(DATA SHOWN):
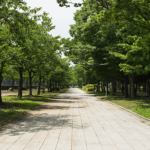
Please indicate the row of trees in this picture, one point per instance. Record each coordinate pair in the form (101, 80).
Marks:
(110, 39)
(27, 49)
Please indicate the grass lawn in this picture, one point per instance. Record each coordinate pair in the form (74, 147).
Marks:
(138, 105)
(14, 107)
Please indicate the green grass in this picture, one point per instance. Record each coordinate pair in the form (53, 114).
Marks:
(13, 107)
(140, 106)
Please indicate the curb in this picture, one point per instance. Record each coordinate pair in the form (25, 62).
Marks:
(125, 109)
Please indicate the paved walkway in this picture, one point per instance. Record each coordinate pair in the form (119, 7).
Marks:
(77, 121)
(6, 93)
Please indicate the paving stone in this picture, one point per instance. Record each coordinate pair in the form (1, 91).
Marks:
(78, 121)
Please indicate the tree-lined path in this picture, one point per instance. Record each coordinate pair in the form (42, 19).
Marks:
(76, 121)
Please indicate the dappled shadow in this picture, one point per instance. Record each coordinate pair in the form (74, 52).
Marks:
(43, 122)
(67, 97)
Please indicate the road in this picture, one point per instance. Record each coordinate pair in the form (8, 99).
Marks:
(76, 121)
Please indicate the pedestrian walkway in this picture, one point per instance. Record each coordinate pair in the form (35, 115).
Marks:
(76, 121)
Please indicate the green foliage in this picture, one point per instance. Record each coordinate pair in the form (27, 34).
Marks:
(10, 89)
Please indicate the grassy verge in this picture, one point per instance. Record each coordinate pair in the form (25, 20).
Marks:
(140, 106)
(14, 107)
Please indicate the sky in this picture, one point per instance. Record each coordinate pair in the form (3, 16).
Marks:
(62, 17)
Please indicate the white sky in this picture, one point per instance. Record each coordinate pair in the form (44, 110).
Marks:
(62, 17)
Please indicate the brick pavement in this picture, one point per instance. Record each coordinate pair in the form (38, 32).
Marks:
(77, 121)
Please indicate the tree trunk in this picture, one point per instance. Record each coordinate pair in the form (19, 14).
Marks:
(39, 85)
(125, 87)
(30, 84)
(20, 82)
(12, 85)
(98, 87)
(148, 88)
(113, 87)
(1, 79)
(132, 90)
(43, 86)
(50, 85)
(103, 87)
(122, 90)
(55, 86)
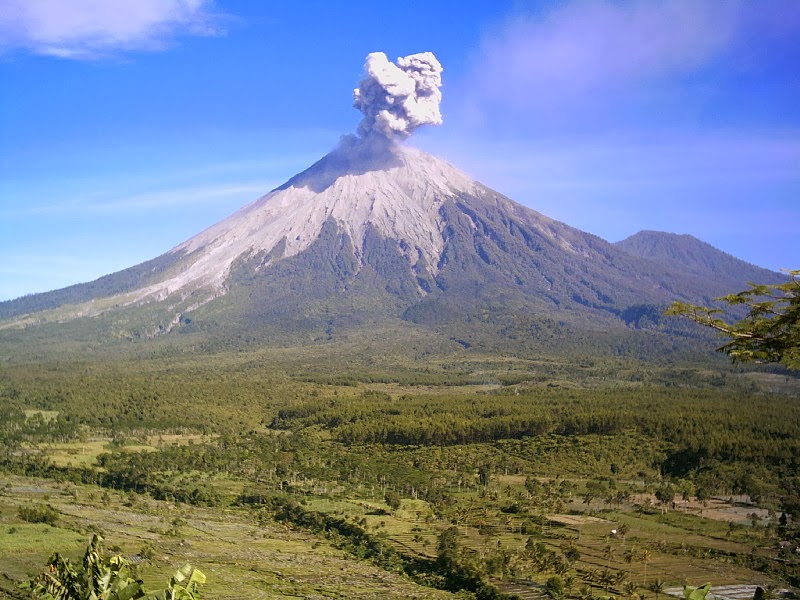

(WHAT TO DO):
Which lines in the rows above contain the word "walkway"? Copy each of them, matching case.

(WRITTEN SOLUTION):
Please indicate the paved walkway in this picture, one point per instance. Record each coordinate pair in the form (119, 7).
Please indicate the pedestrian walkway in this picture, one point per instance. Record each coordinate pair in the form (35, 115).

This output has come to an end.